Objective
Return every line of the rows below that contains the word "gold". Case counts.
---------------
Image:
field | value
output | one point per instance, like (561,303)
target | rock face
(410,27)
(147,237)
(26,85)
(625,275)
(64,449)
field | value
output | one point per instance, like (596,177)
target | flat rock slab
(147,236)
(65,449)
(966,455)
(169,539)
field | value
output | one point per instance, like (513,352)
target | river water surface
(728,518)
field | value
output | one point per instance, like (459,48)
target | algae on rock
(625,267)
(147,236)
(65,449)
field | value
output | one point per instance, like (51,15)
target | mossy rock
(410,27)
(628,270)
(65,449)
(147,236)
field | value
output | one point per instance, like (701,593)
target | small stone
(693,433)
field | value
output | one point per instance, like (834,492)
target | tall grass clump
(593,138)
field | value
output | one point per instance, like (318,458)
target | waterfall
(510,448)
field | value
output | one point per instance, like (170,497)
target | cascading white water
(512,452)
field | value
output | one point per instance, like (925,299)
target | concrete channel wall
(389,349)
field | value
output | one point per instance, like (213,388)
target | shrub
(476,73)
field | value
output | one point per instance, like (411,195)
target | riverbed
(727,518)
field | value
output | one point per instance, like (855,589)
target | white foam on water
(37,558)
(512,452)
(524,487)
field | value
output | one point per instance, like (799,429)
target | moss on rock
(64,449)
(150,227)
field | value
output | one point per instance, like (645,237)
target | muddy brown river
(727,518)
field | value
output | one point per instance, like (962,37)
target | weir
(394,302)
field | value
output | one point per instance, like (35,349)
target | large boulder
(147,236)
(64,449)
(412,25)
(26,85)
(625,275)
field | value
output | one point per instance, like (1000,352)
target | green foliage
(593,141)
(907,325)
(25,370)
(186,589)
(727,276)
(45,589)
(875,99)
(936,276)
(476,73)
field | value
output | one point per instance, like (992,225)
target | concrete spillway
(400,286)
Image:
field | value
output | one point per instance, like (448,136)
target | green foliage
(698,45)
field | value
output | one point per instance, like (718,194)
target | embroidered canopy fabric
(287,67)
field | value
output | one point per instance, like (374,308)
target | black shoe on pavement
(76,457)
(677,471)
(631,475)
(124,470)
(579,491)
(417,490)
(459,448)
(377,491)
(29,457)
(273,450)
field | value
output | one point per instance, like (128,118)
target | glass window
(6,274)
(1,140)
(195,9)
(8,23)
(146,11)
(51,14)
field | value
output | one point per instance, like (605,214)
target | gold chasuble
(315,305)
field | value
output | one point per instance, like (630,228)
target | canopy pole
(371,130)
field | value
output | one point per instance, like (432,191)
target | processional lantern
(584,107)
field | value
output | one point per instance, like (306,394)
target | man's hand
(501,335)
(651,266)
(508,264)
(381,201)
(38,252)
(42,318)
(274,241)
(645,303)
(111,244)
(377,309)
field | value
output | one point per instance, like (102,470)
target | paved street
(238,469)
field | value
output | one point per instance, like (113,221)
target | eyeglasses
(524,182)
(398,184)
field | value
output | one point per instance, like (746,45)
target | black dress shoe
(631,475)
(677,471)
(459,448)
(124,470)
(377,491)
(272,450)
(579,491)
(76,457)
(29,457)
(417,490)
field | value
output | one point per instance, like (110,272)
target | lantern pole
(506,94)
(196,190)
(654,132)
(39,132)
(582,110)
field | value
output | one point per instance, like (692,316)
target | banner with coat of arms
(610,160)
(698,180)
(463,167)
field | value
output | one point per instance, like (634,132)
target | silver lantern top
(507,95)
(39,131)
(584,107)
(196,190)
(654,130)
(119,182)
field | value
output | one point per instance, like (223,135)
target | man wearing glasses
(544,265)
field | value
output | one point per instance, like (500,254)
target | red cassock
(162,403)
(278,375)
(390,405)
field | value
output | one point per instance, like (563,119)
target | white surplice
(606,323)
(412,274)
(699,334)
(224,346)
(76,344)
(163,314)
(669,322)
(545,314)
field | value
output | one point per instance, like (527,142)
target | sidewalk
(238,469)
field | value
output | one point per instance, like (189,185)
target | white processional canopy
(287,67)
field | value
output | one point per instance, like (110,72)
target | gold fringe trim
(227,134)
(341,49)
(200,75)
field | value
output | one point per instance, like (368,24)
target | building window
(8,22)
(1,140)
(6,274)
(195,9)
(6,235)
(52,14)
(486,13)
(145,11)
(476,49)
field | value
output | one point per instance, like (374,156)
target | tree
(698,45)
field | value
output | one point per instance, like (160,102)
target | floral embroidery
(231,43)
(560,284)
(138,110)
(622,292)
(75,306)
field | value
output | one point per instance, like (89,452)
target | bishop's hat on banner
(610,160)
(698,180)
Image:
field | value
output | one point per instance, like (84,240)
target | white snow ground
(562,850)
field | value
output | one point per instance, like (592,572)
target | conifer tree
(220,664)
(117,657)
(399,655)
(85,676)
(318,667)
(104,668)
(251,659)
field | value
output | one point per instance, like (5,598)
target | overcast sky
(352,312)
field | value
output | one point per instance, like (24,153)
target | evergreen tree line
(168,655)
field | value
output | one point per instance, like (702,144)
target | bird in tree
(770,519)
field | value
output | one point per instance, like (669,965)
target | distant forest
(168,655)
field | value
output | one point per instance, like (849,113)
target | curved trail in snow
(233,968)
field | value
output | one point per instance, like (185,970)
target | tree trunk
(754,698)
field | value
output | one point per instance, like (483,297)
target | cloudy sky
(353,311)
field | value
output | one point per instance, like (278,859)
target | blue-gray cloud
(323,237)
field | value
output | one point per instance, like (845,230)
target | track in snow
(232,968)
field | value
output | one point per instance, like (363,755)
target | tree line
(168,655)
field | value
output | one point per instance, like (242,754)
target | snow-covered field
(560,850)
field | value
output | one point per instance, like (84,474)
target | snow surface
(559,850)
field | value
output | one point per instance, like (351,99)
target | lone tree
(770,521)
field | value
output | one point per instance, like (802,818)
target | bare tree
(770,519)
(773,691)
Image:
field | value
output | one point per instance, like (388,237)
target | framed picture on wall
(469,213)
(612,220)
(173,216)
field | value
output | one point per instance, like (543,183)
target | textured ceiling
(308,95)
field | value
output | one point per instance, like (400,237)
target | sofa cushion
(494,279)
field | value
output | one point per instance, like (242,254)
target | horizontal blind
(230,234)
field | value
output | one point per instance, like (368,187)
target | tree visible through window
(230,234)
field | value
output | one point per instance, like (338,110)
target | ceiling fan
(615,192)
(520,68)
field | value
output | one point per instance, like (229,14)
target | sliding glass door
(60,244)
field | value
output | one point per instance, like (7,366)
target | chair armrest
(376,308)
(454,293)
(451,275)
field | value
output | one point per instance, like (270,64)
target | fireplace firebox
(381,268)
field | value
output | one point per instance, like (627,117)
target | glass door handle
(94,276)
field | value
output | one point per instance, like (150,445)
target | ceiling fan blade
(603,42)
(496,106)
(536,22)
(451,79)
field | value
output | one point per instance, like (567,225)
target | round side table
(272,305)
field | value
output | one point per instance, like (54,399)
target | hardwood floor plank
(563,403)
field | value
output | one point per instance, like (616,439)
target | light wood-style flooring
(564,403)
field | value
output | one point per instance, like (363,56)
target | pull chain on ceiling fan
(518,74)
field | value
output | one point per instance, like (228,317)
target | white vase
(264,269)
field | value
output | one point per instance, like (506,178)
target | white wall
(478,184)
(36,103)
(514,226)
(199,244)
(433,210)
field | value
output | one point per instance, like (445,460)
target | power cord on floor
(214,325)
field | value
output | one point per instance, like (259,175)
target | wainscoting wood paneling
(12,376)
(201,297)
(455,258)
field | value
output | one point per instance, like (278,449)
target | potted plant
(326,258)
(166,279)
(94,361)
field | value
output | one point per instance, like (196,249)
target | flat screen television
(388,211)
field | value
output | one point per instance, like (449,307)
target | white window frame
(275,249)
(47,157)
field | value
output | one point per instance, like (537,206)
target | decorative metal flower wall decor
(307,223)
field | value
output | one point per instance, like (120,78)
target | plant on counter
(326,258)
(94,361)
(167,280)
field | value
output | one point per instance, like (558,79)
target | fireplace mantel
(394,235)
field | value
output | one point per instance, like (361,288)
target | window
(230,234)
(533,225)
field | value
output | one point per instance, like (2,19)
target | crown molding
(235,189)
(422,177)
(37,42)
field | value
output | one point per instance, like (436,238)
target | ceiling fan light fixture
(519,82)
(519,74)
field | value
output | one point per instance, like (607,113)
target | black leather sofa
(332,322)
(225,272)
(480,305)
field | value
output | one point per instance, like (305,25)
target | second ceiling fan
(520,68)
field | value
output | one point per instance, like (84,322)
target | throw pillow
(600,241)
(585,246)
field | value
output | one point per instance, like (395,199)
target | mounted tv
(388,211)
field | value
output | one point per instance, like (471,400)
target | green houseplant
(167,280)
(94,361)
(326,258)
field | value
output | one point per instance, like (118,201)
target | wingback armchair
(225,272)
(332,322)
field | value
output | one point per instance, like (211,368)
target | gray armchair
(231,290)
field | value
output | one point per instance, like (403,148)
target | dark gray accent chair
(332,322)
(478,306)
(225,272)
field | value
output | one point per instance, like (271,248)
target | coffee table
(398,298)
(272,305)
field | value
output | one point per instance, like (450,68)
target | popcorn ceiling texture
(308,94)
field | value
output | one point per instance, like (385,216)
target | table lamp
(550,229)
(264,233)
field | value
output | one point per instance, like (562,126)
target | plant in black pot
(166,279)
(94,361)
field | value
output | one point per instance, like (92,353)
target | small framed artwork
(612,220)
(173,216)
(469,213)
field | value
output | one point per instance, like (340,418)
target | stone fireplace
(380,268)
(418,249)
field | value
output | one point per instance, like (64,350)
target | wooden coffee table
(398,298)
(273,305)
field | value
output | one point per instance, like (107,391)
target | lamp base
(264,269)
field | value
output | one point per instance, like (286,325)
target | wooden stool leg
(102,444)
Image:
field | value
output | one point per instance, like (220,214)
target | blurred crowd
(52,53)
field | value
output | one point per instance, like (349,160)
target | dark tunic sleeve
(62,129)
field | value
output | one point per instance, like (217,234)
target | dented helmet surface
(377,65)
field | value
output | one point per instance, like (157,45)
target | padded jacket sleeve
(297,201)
---------------
Written response
target | gold chasuble
target | gold fringe trim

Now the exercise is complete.